● **EXTRACTED TEXT**:
Content starts
The time for making a will contest in Florida is short, typically 90 days after the Notice of Administration has been provided by the Personal Representative, or 20 days in the event that Formal Notice of the probate proceeding is received before the will has been admitted to probate. Therefore, prompt action is required to bring your lost inheritance back to life.

Not just a will can be challenged under these grounds. A trust can be challenged under the same grounds, as well as a real estate deed or a beneficiary designation on a financial account. There are many situations where the undue influencer will trick or persuade a weakened person to sign over valuable real estate, a bank account, or other property directly to the influencer, in the hope that they will have left the scene before the wrongdoing can be discovered. Sometimes, the undue influencer will be added as a beneficiary on bank accounts in place of the heirs to whom the decedent intended the account to pass.

If the wrongdoing is discovered prior to the victim's passing, a common way for a loved one to start to clean up the situation will be to create a guardianship, which will allow the guardian to use the court's jurisdiction to reclaim assets that were fraudulently removed. If an estate plan was also changed because of undue influence, the guardianship will also allow evidence to be collected for use at a subsequent will contest proceeding.
Content ends
● **DATA SUPPLIED**:
Content starts
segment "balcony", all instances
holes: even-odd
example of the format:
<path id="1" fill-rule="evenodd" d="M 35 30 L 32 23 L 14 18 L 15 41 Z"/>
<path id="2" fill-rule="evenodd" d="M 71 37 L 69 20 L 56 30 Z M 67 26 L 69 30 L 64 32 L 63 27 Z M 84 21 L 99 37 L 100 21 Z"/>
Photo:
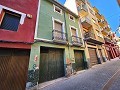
Content ends
● **ABOUT THIS TASK**: Please answer from the text on Florida will contests: how long after the Personal Representative provides the Notice of Administration is the usual deadline for making a will contest?

● **WRITTEN RESPONSE**: Typically 90 days.